╭─ Text section

Do you tend to write music clear-headed or do you feel that the states of temporary intoxication are more conducive to creativity? Is writing a Predatory Light song an organized, meticulous process, or the one guided by instincts and intuition?
L.S.: I’d say the writing process is usually guided by intuition, but it becomes a little more meticulous when we’re trying to be critical of song structure and put the finishing touches on things. I’ve worked on creating music in a variety of mental states, intoxicated or otherwise. Honestly, I’m probably the most creative and productive working clear-headed in the early morning. It seems to be when I’m the most open to inspiration. When playing together, each member has their own means of finding that optimal mental state. It’s a pretty fluid process. Sometimes states of intoxication work, other times…
When creativity starts flowing, do you feel that you are in charge of the songwriting process or that you’re at some higher power’s mercy, dependent on something greater than yourself?
L.S.: I think I’m hardly ever in control of the creative process. It’s rare for me to sit down with the intention of coming up with something and it actually ends up being good. In that sense, it does seem like I’m dependent on some sort of outside force to influence my creativity. That outside force is usually just listening to other music or bands that ignite that excitement to create. I don’t believe in a higher power, but I do believe human consciousness is like an aperture, dilating and constricting based on external stimulus. The mind has to be fed in order to open up to that creative process.

╰─

Required tasks =>
A – Translate this sentence from the songwriting interview into German: "Honestly, I’m probably the most creative and productive working clear-headed in the early morning."
B – In the songwriting interview, what does L.S. say is usually the outside force that influences creativity?
C – Resume the songwriting interview after its final sentence.

╭─ Listed records

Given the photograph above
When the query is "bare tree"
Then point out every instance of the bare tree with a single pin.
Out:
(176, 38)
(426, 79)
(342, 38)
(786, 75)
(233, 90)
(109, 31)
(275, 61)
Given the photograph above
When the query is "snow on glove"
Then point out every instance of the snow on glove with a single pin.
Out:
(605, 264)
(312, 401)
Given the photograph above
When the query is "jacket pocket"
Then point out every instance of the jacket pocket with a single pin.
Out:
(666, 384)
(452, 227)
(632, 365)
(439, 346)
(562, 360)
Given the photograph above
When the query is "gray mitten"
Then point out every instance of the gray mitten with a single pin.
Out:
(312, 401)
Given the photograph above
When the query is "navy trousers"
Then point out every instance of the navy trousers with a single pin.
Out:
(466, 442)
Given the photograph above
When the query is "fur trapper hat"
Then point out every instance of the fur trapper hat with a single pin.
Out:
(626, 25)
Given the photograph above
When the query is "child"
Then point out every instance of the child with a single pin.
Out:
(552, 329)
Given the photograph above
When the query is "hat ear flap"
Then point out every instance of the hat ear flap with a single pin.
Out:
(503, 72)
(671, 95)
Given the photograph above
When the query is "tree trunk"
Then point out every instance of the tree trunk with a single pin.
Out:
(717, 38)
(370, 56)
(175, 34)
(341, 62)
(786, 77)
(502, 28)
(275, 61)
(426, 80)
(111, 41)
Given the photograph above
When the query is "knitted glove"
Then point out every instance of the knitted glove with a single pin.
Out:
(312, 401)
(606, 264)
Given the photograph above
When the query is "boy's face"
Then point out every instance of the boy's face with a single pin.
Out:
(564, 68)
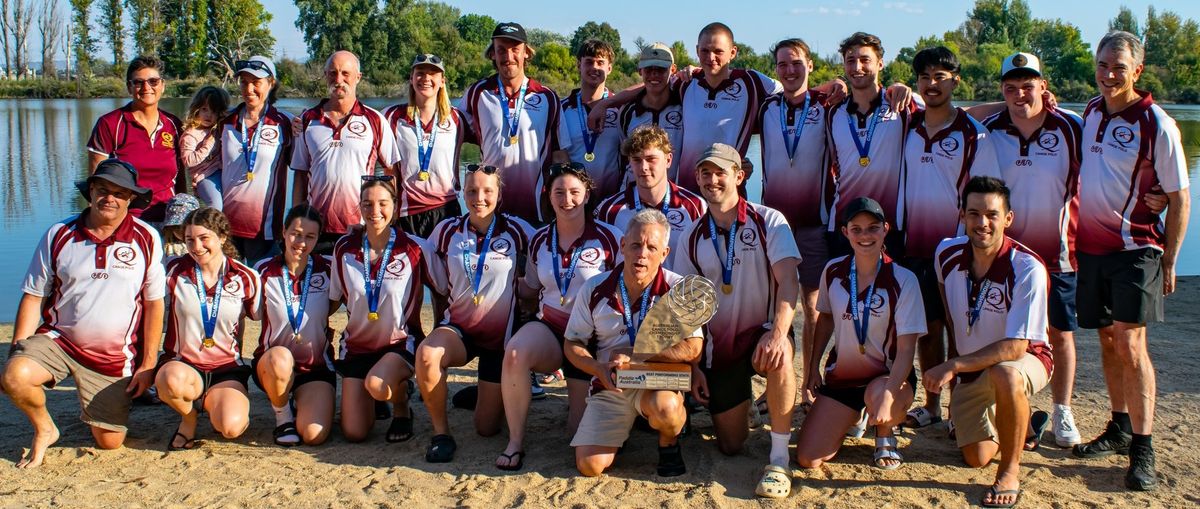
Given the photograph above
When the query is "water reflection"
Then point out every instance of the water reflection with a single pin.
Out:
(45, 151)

╰─
╭─ Listed records

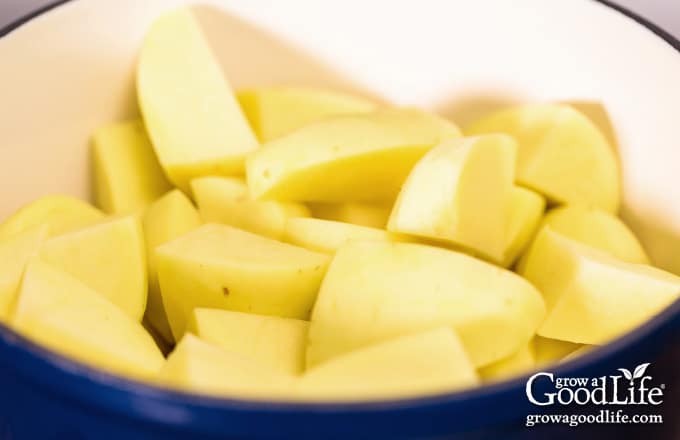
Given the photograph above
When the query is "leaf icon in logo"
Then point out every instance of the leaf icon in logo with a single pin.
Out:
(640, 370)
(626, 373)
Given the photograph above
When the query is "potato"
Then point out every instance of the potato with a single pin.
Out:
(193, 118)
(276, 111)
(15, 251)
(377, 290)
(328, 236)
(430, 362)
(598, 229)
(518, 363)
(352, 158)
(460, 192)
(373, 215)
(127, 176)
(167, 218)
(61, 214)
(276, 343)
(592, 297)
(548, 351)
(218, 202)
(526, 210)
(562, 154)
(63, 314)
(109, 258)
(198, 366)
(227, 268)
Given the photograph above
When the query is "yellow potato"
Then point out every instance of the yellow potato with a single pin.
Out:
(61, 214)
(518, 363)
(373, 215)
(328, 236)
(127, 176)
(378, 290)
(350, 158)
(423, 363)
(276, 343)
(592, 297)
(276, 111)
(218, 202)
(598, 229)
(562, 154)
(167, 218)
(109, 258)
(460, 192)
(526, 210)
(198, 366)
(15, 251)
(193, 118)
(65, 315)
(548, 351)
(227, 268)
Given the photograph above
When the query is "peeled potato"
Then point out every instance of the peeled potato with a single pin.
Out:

╰─

Expected results =>
A – Ehrlich gesagt bin ich wahrscheinlich am kreativsten und produktivsten, wenn ich frühmorgens mit klarem Kopf arbeite.

B – Listening to other music or bands that ignite the excitement to create.

C –
What were the most crucial decision and the most important moment in the career of Predatory Light thus far?
L.S.: The most crucial decision has been to make and release a new record after six years. We’ve renewed our commitment to creating this music and there’s a lot of work to do going forward.
If our rotten genesis, to quote a sentiment from one of your older interviews, implies us arising from the viscous murk of the void only to be eventually fostered in a gaping chthonic womb, does that notion renders our entire conscious existence completely futile and meaningless? Does it make any sense to go through life feeling potent, confident, hopeful, or just plain good about the physical existence, given its origin and ultimate destination?
L.S.: Another old reference to emergence mythology and the idea of humanity being fostered in darkness, only to rise from these depths to the current state of existence. Rotten Genesis describes the creation of life from death, stemming somewhat from the ancient Indo-European tales of gods sacrificed and dismembered in order to build the cosmos. I don’t think any of this renders existence futile or meaningless, it presents cycles of death and regeneration. We go into darkness and emerge from it anew. However, Death And The Twilight Hours is far less hopeful, expressing spiritual judgment and damnation. Humanity brought into darkness with no hope of renewal.